[start of EXTRACT TO READ]

# Defining a custom element by basix

I want define a element, the basis functions is (x-1/3, y-1/3), functional is (div u, 1), This DOF is associated with face 0 of the reference element. My code is as follows

mport basix
import symfem
import numpy as np
from basix import CellType, MapType, PolynomialType, LatticeType, SobolevSpace

#  spans:
#
#  .. math::
#     \left\{(x-1/3, y-1/3))\right\}.
#     \left\{(1, 0),\; (x, 0),\; (y, 0),\; (0, 1),\; (0, x),\; (0, y)\right\}.

#  The degree of free is the integral over the cell of the divergence of function over the geometry dimension.
# polynomial coefficients
wcoeffs = np.zeros((1, 6))

pts, wts = basix.make_quadrature(CellType.triangle, 2)
poly = basix.tabulate_polynomials(PolynomialType.legendre, CellType.triangle, 1, pts)
x = pts[:, 0]
y = pts[:, 1]
for i in range(3):
wcoeffs[0, i] = sum((x-1/3) * poly[i, :] * wts)
wcoeffs[0, 3 + i] = sum((y-1/3) * poly[i, :] * wts)
# # Interpolation
# # -------------
pts1, wts1 = basix.make_quadrature(CellType.triangle, 1)
# # The points associated with the cell are calculated by mapping the quadrature points to the cell.
print(pts1, wts1)
x = [[], [], [], []]
for _ in range(3):
x[0].append(np.zeros((0, 2)))
x[1].append(np.zeros((0, 2)))
x[2].append(pts1)
dim = 2
M = [[], [], [], []]
for _ in range(3):
M[0].append(np.zeros((0, 2, 0, 1)))
M[1].append(np.zeros((0, 2, 0, 1)))

[end of EXTRACT TO READ]
[start of RECORDED INFORMATION]

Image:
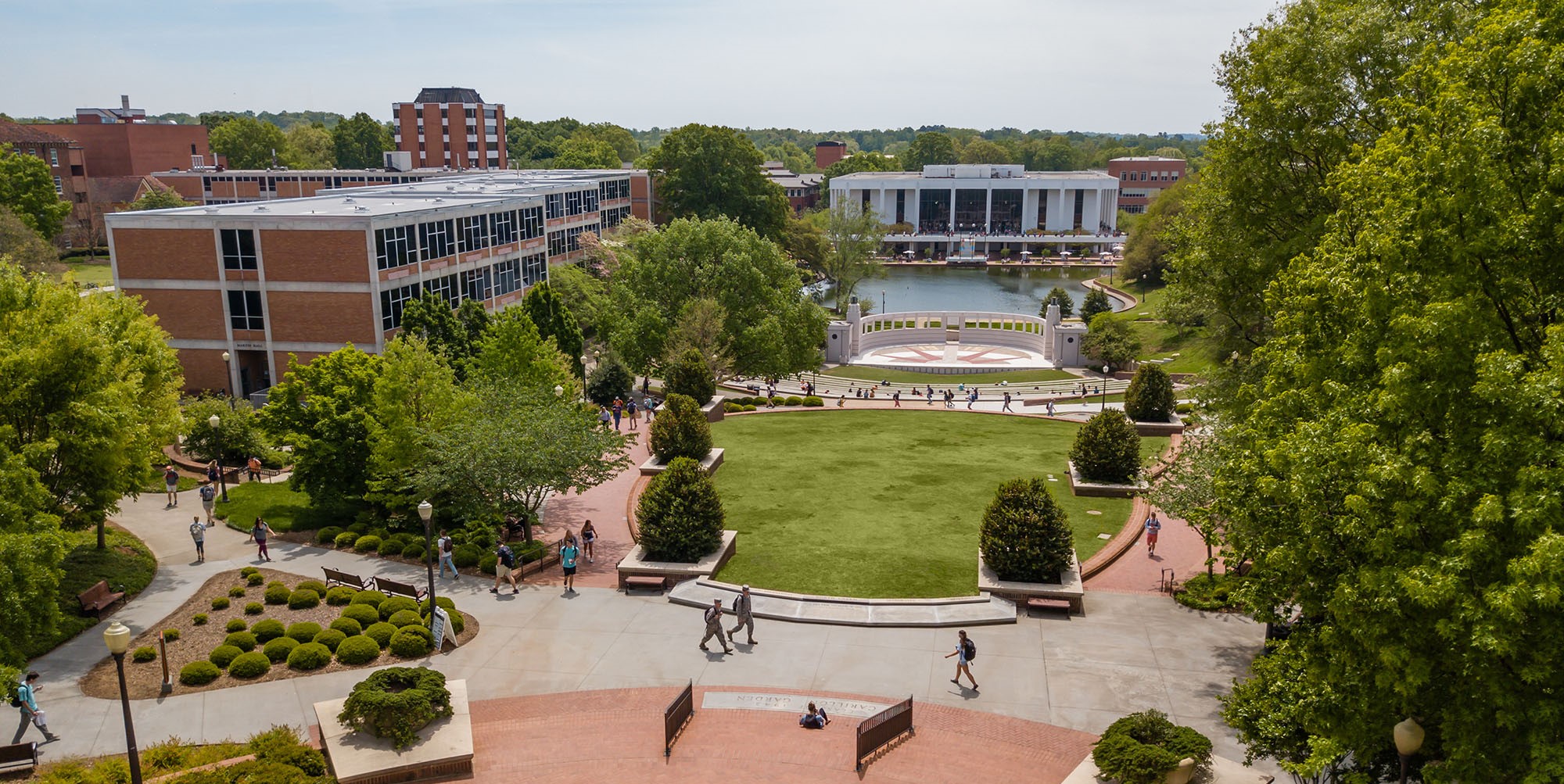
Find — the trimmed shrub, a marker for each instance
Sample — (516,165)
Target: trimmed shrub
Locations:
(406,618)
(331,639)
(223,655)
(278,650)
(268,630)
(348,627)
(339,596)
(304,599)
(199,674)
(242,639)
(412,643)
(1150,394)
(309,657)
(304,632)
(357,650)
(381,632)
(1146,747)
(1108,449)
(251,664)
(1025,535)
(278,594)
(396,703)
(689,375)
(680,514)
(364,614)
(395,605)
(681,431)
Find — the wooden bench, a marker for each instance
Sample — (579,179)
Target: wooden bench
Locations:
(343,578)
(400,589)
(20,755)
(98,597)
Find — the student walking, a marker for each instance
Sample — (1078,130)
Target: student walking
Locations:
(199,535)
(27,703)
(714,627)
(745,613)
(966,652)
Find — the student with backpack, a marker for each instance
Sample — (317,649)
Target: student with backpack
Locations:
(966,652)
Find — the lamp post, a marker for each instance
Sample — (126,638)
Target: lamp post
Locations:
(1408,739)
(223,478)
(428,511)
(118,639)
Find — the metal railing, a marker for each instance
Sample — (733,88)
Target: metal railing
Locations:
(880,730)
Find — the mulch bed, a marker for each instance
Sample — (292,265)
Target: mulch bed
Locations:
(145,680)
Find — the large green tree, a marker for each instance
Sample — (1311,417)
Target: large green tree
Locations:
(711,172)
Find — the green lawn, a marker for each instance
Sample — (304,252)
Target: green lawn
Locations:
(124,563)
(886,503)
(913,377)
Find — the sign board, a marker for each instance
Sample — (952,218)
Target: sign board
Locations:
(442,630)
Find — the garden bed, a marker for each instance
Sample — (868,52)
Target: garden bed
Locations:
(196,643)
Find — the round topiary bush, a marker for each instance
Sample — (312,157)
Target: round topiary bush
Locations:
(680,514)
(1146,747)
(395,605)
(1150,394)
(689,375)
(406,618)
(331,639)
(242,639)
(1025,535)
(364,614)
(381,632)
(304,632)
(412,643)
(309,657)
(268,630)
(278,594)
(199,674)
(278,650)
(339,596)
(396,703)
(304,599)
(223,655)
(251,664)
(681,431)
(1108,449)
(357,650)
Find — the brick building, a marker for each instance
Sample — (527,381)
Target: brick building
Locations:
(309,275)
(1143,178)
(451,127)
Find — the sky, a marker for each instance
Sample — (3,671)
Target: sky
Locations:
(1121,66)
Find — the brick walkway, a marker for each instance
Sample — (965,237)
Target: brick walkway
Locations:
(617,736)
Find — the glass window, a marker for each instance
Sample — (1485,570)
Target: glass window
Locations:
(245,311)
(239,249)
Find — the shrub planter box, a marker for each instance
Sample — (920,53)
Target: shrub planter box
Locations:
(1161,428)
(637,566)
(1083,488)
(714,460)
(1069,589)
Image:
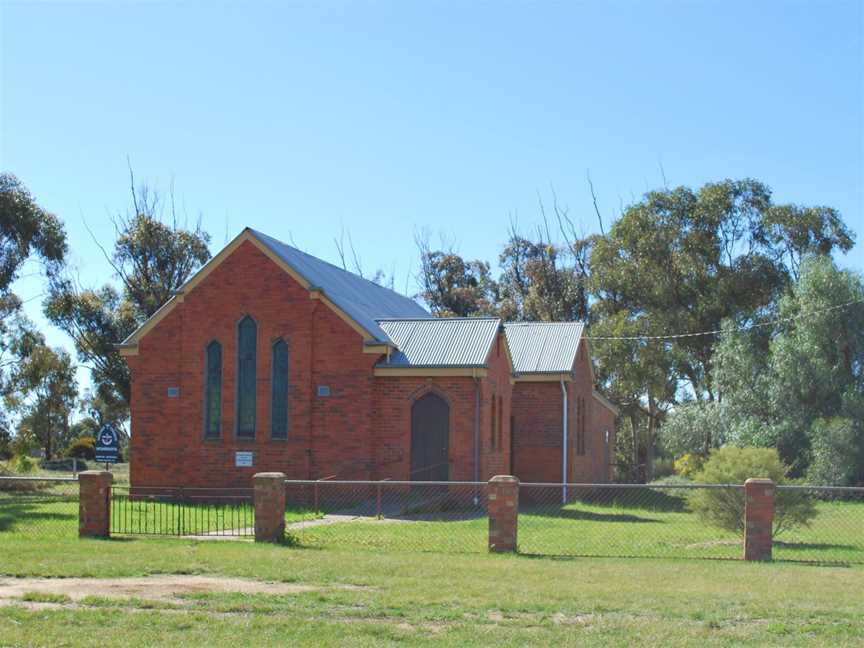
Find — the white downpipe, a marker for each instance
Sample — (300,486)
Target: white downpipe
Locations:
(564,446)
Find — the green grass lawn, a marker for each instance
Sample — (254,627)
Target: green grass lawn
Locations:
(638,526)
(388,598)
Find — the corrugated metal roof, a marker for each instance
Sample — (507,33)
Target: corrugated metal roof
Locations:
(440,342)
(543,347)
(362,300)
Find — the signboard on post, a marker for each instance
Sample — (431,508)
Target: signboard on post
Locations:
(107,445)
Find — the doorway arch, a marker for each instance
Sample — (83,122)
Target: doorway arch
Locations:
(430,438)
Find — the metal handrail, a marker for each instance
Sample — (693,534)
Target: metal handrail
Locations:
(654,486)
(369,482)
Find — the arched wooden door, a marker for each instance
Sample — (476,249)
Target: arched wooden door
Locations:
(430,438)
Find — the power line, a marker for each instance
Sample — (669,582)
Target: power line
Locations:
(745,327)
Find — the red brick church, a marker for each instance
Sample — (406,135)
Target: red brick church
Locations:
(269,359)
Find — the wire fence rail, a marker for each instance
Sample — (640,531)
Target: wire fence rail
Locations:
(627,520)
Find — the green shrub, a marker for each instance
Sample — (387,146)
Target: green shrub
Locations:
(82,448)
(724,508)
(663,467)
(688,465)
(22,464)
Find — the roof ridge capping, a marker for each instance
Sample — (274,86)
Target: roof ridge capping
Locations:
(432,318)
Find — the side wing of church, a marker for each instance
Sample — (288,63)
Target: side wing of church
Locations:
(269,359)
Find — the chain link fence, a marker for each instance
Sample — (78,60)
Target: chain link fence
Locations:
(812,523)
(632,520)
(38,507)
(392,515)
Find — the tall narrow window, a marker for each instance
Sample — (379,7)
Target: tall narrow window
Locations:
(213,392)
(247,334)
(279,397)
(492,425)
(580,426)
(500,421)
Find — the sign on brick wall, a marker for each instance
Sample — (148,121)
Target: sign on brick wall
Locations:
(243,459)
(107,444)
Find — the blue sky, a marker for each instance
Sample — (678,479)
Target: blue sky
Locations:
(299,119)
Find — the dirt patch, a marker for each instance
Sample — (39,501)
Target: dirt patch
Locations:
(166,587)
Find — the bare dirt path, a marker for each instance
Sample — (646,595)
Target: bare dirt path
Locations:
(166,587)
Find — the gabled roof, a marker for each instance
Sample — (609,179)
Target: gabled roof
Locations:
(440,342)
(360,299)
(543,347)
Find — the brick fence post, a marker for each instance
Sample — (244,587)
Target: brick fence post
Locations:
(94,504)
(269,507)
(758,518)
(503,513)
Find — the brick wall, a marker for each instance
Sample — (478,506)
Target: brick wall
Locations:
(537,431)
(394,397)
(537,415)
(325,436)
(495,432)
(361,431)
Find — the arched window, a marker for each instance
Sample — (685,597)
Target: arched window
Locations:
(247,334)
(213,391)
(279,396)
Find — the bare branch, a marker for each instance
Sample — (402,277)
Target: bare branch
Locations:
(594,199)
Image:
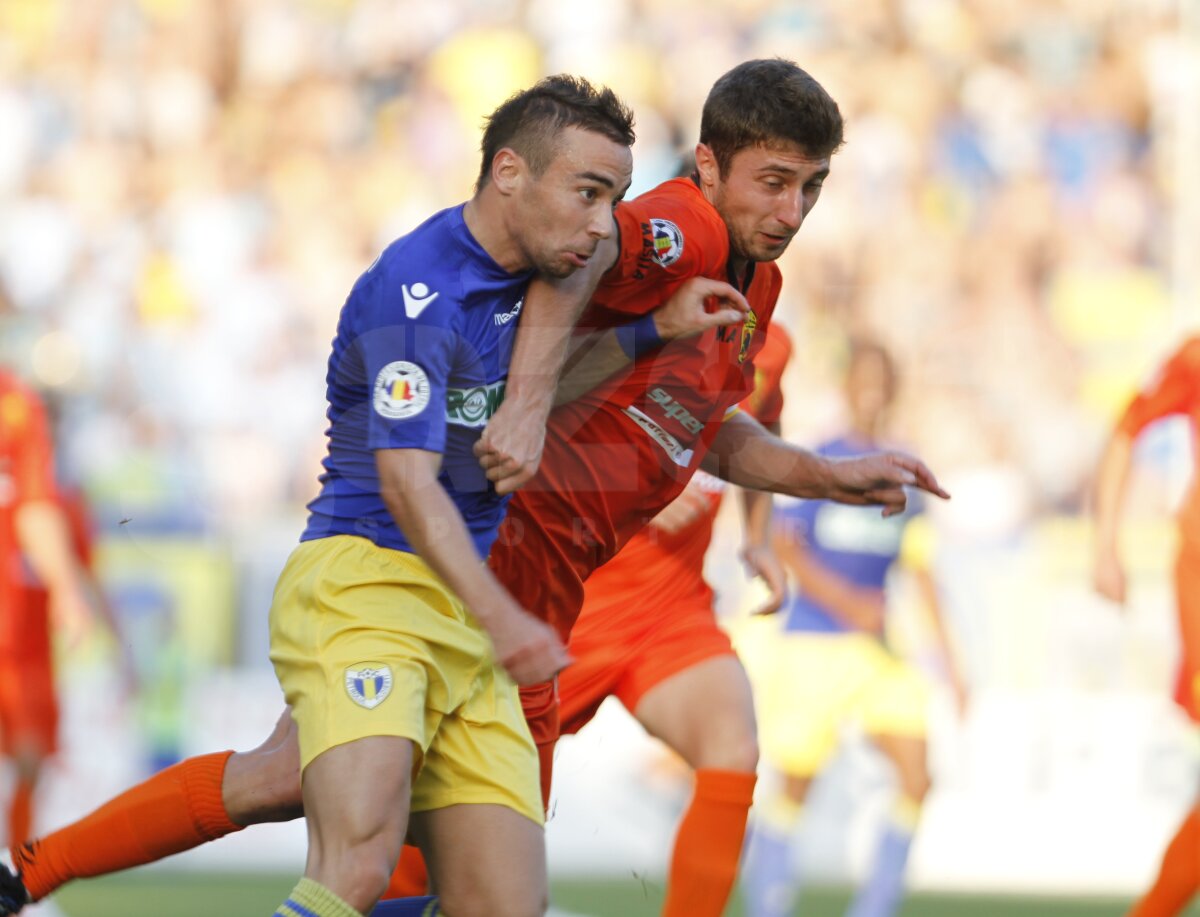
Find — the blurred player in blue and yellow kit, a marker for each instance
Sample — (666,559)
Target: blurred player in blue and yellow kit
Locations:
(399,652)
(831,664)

[end of RECORDED INFORMATION]

TASK SET:
- A) In the post on defining a custom element with basix, how does the code comment say the points associated with the cell are obtained? Answer in one sentence.
- B) Continue the post on defining a custom element with basix from its last line.

RESULTS BY TASK:
- A) The points associated with the cell are calculated by mapping the quadrature points to the cell.

- B)
mat = np.zeros((1, 2, len(wts1), 2))
mat[0, 0, :, 0] = np.empty((len(wts1)))
mat[0, 1, :, 0] = np.empty((len(wts1)))
mat[0, 0, :, 1] = wts1/dim
mat[0, 1, :, 1] = wts1/dim
M[2].append(mat)
element = basix.create_custom_element(
CellType.triangle, [2], wcoeffs, x, M, 1, MapType.identity, SobolevSpace.L2,
True, 0, 1)


And the error is
Traceback (most recent call last):
File “/home/yxchen/Documents/python workspace/code/DG0.py”, line 51, in
element = basix.create_custom_element(
RuntimeError: M has the wrong shape (dimension 3 is wrong)

Your M has the wrong number of derivatives (dimension 3): you would need this to be 3 as you have the function value, x-derivative and y-derivative.

If you’re hoping to use this element with DOLFINx, though, elements whose M uses derivatives are not yet supported. You might instead like to try this alternative element which is uses an integral over the cell to give the function you want:

import basix

import numpy as np
from basix import CellType, MapType, PolynomialType, LatticeType, SobolevSpace, PolysetType

wcoeffs = np.zeros((1, 6))

pts, wts = basix.make_quadrature(CellType.triangle, 2)
poly = basix.tabulate_polynomials(PolynomialType.legendre, CellType.triangle, 1, pts)
x = pts[:, 0]
y = pts[:, 1]
for i in range(3):
wcoeffs[0, i] = sum((x-1/3) * poly[i, :] * wts)
wcoeffs[0, 3 + i] = sum((y-1/3) * poly[i, :] * wts)

pts1, wts1 = basix.make_quadrature(CellType.triangle, 2)
x = [[], [], [], []]
for _ in range(3):
x[0].append(np.zeros((0, 2)))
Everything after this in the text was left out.